Problem statement:
Count how many lines in the rows below contain the word "building". Case matters, and the reply should be only the number.
----------
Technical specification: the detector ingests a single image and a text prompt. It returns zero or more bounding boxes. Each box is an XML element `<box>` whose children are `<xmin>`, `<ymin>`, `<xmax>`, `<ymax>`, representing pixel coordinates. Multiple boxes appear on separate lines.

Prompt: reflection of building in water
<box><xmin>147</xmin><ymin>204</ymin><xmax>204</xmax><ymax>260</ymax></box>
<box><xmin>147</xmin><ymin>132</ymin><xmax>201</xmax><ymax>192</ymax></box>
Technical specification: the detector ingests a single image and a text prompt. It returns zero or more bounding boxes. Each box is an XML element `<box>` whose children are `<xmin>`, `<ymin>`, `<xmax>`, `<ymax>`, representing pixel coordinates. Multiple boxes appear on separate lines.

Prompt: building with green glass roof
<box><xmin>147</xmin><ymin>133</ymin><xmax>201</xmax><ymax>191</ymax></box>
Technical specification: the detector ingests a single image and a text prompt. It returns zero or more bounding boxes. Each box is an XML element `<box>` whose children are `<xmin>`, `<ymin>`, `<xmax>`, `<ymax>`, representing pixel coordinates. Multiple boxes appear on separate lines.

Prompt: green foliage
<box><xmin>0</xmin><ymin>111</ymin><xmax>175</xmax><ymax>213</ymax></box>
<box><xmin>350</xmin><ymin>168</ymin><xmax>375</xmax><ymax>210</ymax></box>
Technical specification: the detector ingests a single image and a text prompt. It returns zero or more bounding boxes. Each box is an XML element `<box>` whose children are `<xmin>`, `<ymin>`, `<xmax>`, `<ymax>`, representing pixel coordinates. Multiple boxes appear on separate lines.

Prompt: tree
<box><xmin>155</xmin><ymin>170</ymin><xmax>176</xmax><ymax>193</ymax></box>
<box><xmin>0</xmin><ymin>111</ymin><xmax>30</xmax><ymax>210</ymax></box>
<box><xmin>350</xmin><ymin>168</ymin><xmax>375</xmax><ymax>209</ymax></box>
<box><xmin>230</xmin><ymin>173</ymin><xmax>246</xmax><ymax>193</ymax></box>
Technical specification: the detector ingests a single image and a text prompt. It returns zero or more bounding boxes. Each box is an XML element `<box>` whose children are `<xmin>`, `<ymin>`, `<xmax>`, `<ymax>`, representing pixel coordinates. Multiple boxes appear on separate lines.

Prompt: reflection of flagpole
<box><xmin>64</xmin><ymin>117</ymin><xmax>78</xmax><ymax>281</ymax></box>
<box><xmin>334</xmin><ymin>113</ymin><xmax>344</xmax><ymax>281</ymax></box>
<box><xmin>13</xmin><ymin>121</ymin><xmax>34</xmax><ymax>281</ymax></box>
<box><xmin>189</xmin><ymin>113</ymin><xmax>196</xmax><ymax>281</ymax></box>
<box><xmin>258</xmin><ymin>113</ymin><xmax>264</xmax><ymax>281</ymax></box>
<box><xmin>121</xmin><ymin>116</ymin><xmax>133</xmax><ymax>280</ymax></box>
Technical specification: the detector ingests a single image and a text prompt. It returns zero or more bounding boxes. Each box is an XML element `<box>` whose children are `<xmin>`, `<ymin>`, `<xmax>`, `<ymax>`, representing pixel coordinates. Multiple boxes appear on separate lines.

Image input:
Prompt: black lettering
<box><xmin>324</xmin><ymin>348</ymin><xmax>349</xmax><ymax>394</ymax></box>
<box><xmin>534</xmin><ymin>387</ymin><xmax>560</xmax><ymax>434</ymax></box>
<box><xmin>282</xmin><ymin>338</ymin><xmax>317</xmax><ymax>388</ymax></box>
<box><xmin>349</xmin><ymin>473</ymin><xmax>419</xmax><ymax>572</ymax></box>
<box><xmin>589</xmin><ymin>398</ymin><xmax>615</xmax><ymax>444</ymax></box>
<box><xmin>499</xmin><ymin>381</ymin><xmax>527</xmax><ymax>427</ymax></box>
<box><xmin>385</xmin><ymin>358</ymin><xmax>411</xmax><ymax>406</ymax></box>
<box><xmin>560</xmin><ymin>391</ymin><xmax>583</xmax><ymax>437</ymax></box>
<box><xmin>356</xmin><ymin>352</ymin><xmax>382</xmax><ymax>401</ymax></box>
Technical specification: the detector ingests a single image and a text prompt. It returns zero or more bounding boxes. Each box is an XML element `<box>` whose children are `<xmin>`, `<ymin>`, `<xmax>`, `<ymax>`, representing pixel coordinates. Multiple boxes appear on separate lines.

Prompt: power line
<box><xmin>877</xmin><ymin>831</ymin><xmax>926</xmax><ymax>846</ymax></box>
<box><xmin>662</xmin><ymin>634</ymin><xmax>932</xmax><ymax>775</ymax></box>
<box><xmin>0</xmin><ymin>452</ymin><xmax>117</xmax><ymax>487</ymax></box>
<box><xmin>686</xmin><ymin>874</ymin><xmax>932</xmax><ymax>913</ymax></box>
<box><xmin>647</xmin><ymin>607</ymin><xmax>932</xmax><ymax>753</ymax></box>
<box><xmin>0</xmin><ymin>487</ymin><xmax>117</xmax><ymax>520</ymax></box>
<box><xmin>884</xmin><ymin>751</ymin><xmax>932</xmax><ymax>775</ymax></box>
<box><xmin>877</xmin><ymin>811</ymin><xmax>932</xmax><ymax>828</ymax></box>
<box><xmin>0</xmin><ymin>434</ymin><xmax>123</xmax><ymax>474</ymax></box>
----------
Response to the exercise:
2